Problem details:
Please copy out the lines from the start of the records through the line containing "114 50 L 115", both ends included. Leave the request lines as they are, and scale every coordinate in the answer outlines by 1.45, rounding to whole numbers with halves going up.

Stored dataset items:
::::

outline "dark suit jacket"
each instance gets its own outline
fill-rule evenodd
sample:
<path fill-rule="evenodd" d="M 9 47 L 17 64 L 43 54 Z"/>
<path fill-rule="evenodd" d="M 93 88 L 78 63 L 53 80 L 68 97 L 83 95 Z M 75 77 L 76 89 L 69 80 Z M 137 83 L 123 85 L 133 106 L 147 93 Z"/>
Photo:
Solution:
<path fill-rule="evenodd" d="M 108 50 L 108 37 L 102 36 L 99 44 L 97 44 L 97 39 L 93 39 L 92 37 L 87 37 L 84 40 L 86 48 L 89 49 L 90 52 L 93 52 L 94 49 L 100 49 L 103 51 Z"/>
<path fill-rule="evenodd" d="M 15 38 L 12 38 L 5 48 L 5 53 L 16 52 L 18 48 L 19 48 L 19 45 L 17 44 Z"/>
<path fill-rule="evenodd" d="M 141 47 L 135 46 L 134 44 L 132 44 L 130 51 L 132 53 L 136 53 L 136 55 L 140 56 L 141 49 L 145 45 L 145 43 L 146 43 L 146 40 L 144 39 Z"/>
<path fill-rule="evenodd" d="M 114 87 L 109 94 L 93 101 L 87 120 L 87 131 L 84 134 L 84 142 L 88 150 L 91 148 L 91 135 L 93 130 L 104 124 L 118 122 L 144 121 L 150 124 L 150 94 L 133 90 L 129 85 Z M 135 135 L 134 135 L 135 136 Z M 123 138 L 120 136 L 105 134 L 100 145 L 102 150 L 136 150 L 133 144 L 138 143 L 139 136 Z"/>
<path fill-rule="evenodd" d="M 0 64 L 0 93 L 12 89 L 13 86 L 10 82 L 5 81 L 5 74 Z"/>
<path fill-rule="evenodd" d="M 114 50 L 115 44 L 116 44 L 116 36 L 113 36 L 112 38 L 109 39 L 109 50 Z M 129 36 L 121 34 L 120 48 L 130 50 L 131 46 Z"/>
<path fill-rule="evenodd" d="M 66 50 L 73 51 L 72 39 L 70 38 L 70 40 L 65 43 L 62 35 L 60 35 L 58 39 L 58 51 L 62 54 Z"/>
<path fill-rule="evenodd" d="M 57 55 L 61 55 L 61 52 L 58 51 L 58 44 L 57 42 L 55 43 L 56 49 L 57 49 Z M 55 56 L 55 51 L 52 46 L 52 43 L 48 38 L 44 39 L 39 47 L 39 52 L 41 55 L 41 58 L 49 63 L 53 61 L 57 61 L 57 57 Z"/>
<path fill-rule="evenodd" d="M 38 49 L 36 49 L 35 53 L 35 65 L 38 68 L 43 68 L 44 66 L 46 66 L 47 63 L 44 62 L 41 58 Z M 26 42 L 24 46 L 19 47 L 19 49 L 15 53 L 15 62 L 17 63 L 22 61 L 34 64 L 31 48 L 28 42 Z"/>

::::

Task response:
outline "dark suit jacket"
each instance gets its own outline
fill-rule evenodd
sample:
<path fill-rule="evenodd" d="M 9 47 L 17 64 L 43 54 Z"/>
<path fill-rule="evenodd" d="M 93 88 L 78 63 L 53 80 L 68 97 L 83 95 Z M 75 77 L 76 89 L 69 80 Z M 137 83 L 123 85 L 133 106 L 147 93 Z"/>
Photo:
Solution:
<path fill-rule="evenodd" d="M 157 73 L 157 54 L 148 52 L 144 64 L 141 64 L 141 57 L 135 57 L 133 54 L 126 54 L 122 58 L 125 70 L 129 71 L 131 75 L 135 75 L 136 71 L 145 71 L 149 74 Z"/>
<path fill-rule="evenodd" d="M 22 55 L 17 55 L 7 70 L 7 77 L 23 75 L 26 70 L 28 70 L 28 65 L 25 64 Z"/>
<path fill-rule="evenodd" d="M 204 68 L 196 67 L 194 64 L 191 64 L 189 74 L 191 77 L 197 77 L 197 80 L 203 81 L 204 71 L 210 65 L 210 62 L 212 62 L 212 58 L 209 57 Z"/>
<path fill-rule="evenodd" d="M 165 126 L 158 136 L 135 146 L 126 174 L 126 190 L 122 194 L 122 206 L 128 218 L 132 215 L 132 196 L 135 189 L 151 180 L 171 177 L 209 175 L 218 180 L 218 136 L 193 131 L 187 123 Z M 196 196 L 194 196 L 196 197 Z M 178 200 L 174 197 L 152 194 L 145 210 L 148 218 L 197 218 L 193 209 L 200 207 L 202 197 Z"/>
<path fill-rule="evenodd" d="M 0 93 L 0 135 L 17 129 L 19 125 L 15 119 L 7 117 L 7 107 Z"/>
<path fill-rule="evenodd" d="M 165 73 L 167 64 L 168 64 L 168 52 L 164 52 L 162 55 L 158 57 L 158 73 Z M 187 52 L 175 49 L 174 70 L 189 73 L 190 67 Z"/>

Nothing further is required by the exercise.